>> START INPUT MATERIAL

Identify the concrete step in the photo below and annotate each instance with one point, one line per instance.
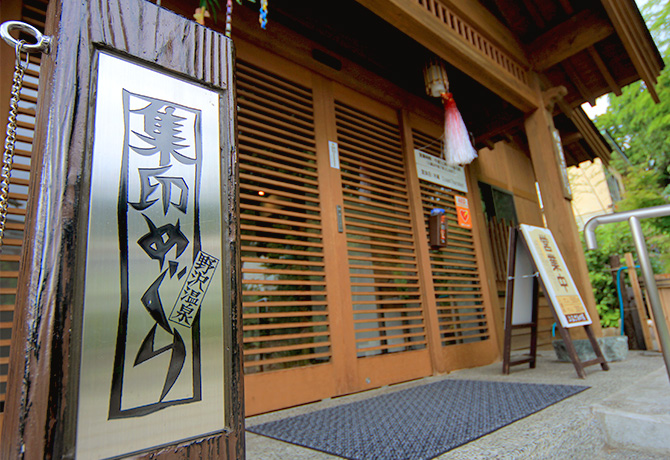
(637, 418)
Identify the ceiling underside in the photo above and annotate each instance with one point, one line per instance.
(596, 63)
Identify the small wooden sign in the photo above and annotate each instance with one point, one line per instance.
(463, 212)
(534, 260)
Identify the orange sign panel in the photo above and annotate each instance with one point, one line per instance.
(463, 212)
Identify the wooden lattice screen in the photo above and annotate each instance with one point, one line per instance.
(33, 12)
(388, 314)
(283, 274)
(456, 275)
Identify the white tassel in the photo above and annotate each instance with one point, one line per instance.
(457, 149)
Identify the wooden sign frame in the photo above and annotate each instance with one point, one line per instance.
(45, 395)
(525, 274)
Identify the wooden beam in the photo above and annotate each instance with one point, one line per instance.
(567, 6)
(571, 138)
(636, 39)
(577, 81)
(558, 210)
(567, 39)
(489, 26)
(602, 67)
(428, 30)
(535, 14)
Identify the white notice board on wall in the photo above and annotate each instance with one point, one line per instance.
(557, 282)
(436, 170)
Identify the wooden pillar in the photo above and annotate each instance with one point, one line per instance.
(422, 248)
(83, 374)
(557, 209)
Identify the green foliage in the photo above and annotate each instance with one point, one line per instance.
(642, 128)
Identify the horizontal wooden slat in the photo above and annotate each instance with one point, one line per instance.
(265, 131)
(398, 283)
(376, 231)
(284, 282)
(402, 256)
(246, 70)
(364, 210)
(400, 263)
(413, 343)
(262, 327)
(386, 302)
(255, 249)
(282, 337)
(266, 362)
(359, 180)
(288, 314)
(265, 180)
(302, 170)
(280, 193)
(289, 96)
(291, 303)
(302, 119)
(300, 346)
(383, 311)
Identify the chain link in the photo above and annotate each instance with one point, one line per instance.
(10, 139)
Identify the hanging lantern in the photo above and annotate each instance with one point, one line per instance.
(457, 148)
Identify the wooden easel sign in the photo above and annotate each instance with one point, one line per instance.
(535, 260)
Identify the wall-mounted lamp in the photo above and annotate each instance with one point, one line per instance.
(457, 148)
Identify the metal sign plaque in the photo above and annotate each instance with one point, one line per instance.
(152, 366)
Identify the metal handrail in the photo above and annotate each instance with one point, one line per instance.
(633, 218)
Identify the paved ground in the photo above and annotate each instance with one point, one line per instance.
(572, 429)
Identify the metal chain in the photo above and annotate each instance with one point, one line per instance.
(10, 139)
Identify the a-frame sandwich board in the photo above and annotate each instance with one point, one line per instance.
(534, 260)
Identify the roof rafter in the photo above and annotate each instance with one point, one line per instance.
(567, 39)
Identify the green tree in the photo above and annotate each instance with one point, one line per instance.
(642, 128)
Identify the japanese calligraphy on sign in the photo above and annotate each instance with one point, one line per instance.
(556, 278)
(189, 299)
(436, 170)
(152, 347)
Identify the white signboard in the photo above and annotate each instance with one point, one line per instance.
(522, 295)
(558, 283)
(436, 170)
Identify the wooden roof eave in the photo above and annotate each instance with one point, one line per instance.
(428, 29)
(597, 145)
(635, 37)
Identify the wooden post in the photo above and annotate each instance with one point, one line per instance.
(639, 301)
(632, 323)
(531, 358)
(557, 208)
(72, 265)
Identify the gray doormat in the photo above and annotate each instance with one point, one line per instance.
(418, 423)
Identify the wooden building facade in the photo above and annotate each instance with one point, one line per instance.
(341, 289)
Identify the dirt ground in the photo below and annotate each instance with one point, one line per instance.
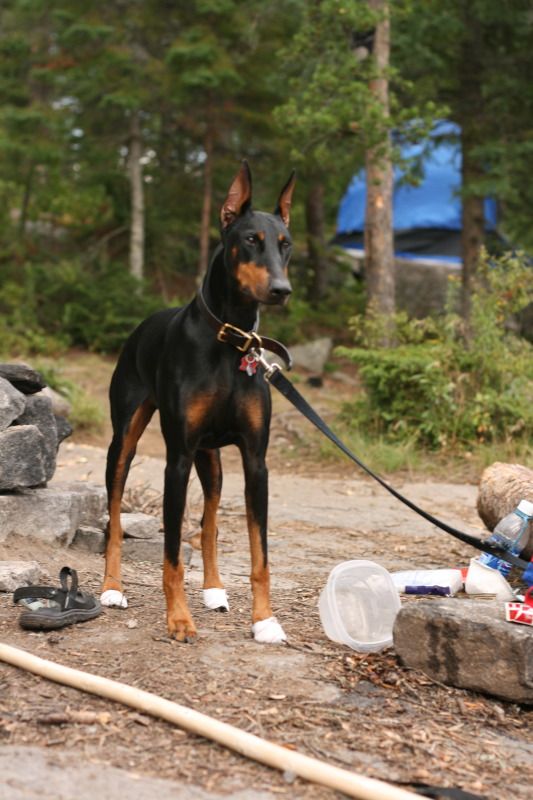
(363, 712)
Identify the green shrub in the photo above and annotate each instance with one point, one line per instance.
(68, 303)
(444, 387)
(86, 413)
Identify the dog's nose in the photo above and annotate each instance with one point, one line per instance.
(280, 289)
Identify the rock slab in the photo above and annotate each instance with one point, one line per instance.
(468, 644)
(52, 514)
(19, 573)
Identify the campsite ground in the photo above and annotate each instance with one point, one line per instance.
(366, 713)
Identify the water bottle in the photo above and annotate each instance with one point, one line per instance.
(511, 534)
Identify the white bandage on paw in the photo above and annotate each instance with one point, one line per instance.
(215, 598)
(112, 598)
(268, 631)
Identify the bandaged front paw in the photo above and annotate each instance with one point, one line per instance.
(215, 599)
(112, 598)
(268, 631)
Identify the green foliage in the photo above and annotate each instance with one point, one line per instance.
(86, 413)
(441, 388)
(71, 304)
(301, 320)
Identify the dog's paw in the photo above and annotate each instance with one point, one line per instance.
(268, 631)
(216, 599)
(112, 598)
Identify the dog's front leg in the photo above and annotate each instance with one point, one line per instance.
(265, 626)
(180, 624)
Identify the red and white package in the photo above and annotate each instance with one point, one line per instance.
(521, 612)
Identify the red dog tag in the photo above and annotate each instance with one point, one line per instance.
(249, 364)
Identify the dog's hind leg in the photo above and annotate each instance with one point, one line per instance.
(209, 469)
(179, 621)
(265, 626)
(129, 421)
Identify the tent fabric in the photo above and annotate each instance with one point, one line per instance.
(434, 204)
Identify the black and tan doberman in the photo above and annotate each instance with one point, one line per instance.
(196, 365)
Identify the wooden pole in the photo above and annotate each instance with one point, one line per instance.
(246, 744)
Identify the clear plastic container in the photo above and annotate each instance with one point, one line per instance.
(358, 606)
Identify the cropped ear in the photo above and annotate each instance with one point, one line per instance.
(239, 196)
(283, 209)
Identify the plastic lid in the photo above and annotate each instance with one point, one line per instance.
(360, 604)
(526, 507)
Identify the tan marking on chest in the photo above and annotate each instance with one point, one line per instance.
(252, 277)
(253, 412)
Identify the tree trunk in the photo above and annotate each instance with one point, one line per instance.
(471, 111)
(205, 222)
(501, 488)
(316, 245)
(25, 204)
(137, 198)
(473, 231)
(379, 241)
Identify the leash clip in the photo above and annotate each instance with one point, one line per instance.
(228, 330)
(270, 369)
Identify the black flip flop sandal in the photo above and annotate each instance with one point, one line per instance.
(48, 608)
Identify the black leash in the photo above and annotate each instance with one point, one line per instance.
(274, 376)
(251, 342)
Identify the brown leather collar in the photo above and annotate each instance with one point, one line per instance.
(241, 340)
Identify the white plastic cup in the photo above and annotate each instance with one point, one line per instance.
(358, 606)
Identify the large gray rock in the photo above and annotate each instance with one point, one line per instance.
(22, 457)
(313, 355)
(467, 643)
(39, 412)
(23, 377)
(12, 404)
(92, 540)
(19, 573)
(52, 514)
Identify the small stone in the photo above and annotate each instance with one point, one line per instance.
(60, 405)
(92, 540)
(12, 404)
(22, 377)
(39, 412)
(19, 573)
(51, 514)
(140, 526)
(22, 457)
(64, 429)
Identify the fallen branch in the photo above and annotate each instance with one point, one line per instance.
(246, 744)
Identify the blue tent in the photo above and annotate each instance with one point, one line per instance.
(427, 217)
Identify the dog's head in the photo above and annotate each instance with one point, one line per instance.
(257, 245)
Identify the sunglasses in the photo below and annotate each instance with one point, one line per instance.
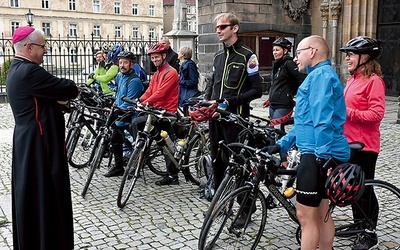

>> END INPUT MATERIAL

→ WRITTEN PROBLEM
Reproduce the material from the line containing "Identify the blue" through the end of the material, including the requests, with every point coordinate multiplied by 0.65 and rounded to the nearest whole number, halves rounded up. Omit the pictures from your answer.

→ WRITTEN REPLY
Identify the blue tent in the photo above and annotate each instance with one point, one line per instance.
(278, 141)
Identify the dog's head in the photo above and annotate each instance with one point, one line per instance.
(167, 159)
Identify the sunglasses in the photo below and annotate each instance with one point, one line per instance.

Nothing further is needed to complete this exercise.